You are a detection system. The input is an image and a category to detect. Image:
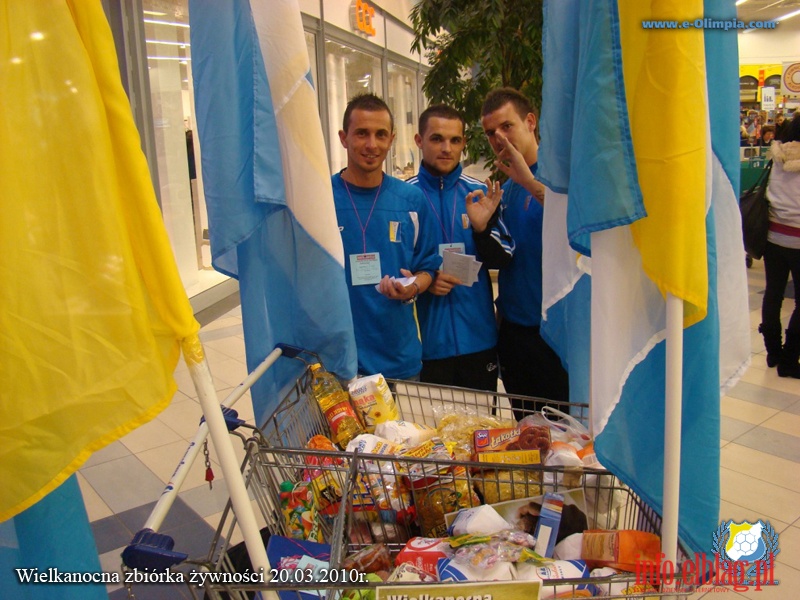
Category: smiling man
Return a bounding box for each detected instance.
[331,94,438,379]
[408,104,512,391]
[476,88,569,418]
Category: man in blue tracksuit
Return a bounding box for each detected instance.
[331,94,439,379]
[476,88,569,418]
[408,104,513,391]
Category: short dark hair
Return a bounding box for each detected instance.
[417,104,467,135]
[481,87,536,120]
[778,110,800,144]
[342,94,394,133]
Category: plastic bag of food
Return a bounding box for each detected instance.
[412,467,480,537]
[433,405,516,460]
[375,420,436,448]
[472,469,542,504]
[342,544,392,573]
[347,373,400,433]
[455,540,545,569]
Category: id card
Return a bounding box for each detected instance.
[439,242,466,257]
[350,252,381,285]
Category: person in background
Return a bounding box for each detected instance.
[758,113,800,379]
[758,125,775,146]
[331,94,439,379]
[775,113,786,139]
[476,88,569,418]
[407,104,513,391]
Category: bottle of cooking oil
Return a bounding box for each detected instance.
[311,363,364,449]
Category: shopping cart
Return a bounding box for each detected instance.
[180,360,693,600]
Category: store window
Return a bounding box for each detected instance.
[304,31,319,102]
[142,0,225,297]
[325,40,383,173]
[387,62,419,179]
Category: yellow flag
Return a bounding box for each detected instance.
[0,0,199,521]
[619,0,710,327]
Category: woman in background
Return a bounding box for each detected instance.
[758,112,800,379]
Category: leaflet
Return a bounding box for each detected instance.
[442,252,483,287]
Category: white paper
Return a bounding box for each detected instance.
[442,252,483,287]
[375,275,417,292]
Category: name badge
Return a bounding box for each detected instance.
[350,252,381,285]
[439,242,466,257]
[389,221,400,242]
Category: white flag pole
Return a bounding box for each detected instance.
[182,336,278,600]
[661,294,683,565]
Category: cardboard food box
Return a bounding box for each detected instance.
[472,425,550,464]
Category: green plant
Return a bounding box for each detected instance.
[410,0,542,169]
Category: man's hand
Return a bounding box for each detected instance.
[378,269,424,300]
[466,179,503,232]
[494,131,544,204]
[428,271,461,296]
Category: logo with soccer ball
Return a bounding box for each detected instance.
[725,521,767,562]
[714,520,780,564]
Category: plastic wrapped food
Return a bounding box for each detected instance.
[455,540,542,569]
[375,420,436,448]
[347,373,400,433]
[303,435,346,516]
[280,481,323,542]
[472,469,542,504]
[342,544,392,573]
[434,406,516,460]
[413,474,480,537]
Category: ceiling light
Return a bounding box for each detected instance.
[775,10,800,21]
[143,19,189,29]
[145,40,191,48]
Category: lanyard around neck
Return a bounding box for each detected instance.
[342,176,383,254]
[420,184,458,244]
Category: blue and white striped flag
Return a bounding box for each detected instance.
[189,0,356,421]
[539,0,750,552]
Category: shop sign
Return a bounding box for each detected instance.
[350,0,376,36]
[761,87,775,110]
[782,63,800,96]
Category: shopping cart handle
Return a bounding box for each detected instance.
[275,344,307,358]
[200,405,245,431]
[122,529,189,571]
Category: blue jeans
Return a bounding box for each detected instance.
[761,242,800,336]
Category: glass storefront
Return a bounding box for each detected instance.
[325,40,383,174]
[387,62,419,179]
[111,0,422,298]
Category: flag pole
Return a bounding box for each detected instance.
[661,293,683,565]
[181,335,278,600]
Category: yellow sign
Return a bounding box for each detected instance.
[375,581,542,600]
[350,0,375,35]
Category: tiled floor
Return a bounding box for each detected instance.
[78,261,800,600]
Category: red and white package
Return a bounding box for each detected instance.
[394,537,453,577]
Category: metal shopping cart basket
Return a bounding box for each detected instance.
[167,356,692,600]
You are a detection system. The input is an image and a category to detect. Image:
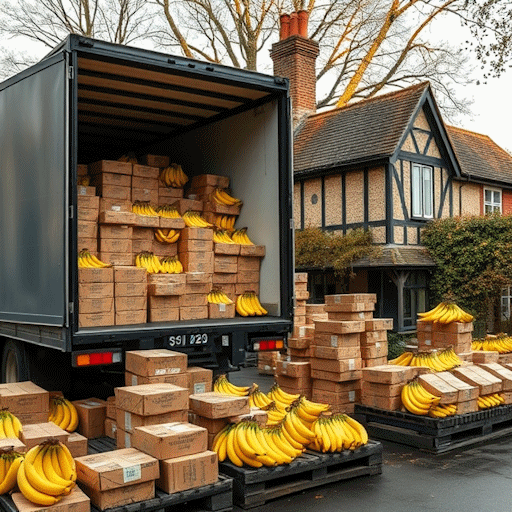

++++++++

Stated exercise: Rewrite all of the lines above, replacing "bounding box" with "rectangle" wherever it occurs and keeping everything else unchanged. Omit the pictures from your answer.

Output of the exercise:
You are a detection system. The input is an image and a category to detect. Image:
Category: smiling man
Return a rectangle for each detected instance.
[331,94,438,379]
[408,104,512,391]
[476,88,569,418]
Category: man in blue tracksuit
Return a rectangle for each detected instance.
[331,94,439,379]
[476,88,569,418]
[408,104,513,391]
Category: short dark hair
Return a rectangle for each detected instance.
[417,104,467,135]
[481,87,536,120]
[778,110,800,144]
[342,94,394,133]
Category: plastic bag of food
Return a rectangle for each detected instance.
[412,467,480,537]
[433,405,516,460]
[375,420,436,448]
[472,469,542,504]
[342,544,392,573]
[347,373,400,433]
[455,540,545,569]
Category: id card
Return a rectangle for each detected instance.
[439,242,466,257]
[350,252,381,285]
Category: person in background
Return a rectangle for each detected instance.
[758,113,800,379]
[758,125,775,146]
[331,94,439,379]
[775,113,786,139]
[476,88,569,418]
[407,104,513,391]
Category: bottle of cooking oil
Return a rectangle for each detected instance.
[311,363,364,449]
Category: shopping cart
Return a rectangle for each detected instance.
[180,360,693,600]
Category: store window
Return a rectangle for each detected instance.
[304,31,319,102]
[142,0,225,297]
[325,40,383,173]
[387,62,419,179]
Category: yellow flag
Return a rectangle for each detected instance.
[0,0,199,521]
[619,0,710,327]
Category: woman in background
Return a rectangle for each detected instance.
[758,112,800,379]
Category: leaflet
Return a rectangle for each detected instance.
[442,252,483,287]
Category: white paper
Return a rectangle for each detected instance.
[442,252,483,287]
[375,275,417,292]
Category: name badge
Return a rectangle for each detected instance.
[350,252,381,285]
[439,242,466,257]
[389,221,400,242]
Category: white flag pole
Return a rectangle for each detected instance.
[182,336,278,600]
[661,294,683,565]
Category: cardboard food box
Return a rectangle for each detected instance.
[472,425,550,464]
Category: green plant
Return a rectangle for each detected instance.
[410,0,542,169]
Category: man's hand
Return a rectangle for each detected instance.
[378,269,424,300]
[466,179,503,232]
[494,131,544,204]
[428,271,461,296]
Category: logo with soccer ball
Return a rectangle for each detected instance.
[725,521,767,562]
[714,520,780,564]
Category: plastic wrapped food
Return a rectangle for each detected instance.
[455,540,542,569]
[375,420,436,448]
[347,373,400,433]
[303,435,346,516]
[280,481,323,542]
[472,469,542,504]
[342,544,392,573]
[434,406,516,460]
[413,474,480,537]
Category: ceiling light
Return a rectangle for each detected instance.
[775,10,800,21]
[143,19,189,29]
[145,40,191,48]
Category: lanyard around neck
Return a rectangle for each detected instance.
[342,176,383,254]
[420,184,458,244]
Category: blue and white striped flag
Return a rectangle for each detected instance.
[189,0,356,421]
[539,0,750,552]
Category: shop sign
Return a rectangle for each detected instance.
[350,0,376,36]
[761,87,775,110]
[782,63,800,96]
Category: shopping cart handle
Return a rectangle for each detected instance.
[275,344,307,358]
[200,405,245,431]
[122,529,189,571]
Category: blue jeans
Return a rectangle for each detected instance.
[761,242,800,336]
Category: glass storefront
Return a rectangle for each detected instance.
[325,40,383,174]
[387,62,419,179]
[111,0,422,298]
Category: flag pole
Return a rectangle for each detected instance.
[661,293,683,565]
[181,335,278,600]
Category: yellow sign
Return a rectangle for each detected instance.
[375,581,542,600]
[350,0,375,35]
Category: tiled floor
Return a rectangle for each detected instance.
[78,261,800,600]
Category: red and white package
Return a rectangle for each detected instance.
[394,537,453,577]
Category: metal shopping cart basket
Return a rectangle for each detected instance.
[167,356,692,600]
You are a detection system. The input is an image and a category to detect. Image:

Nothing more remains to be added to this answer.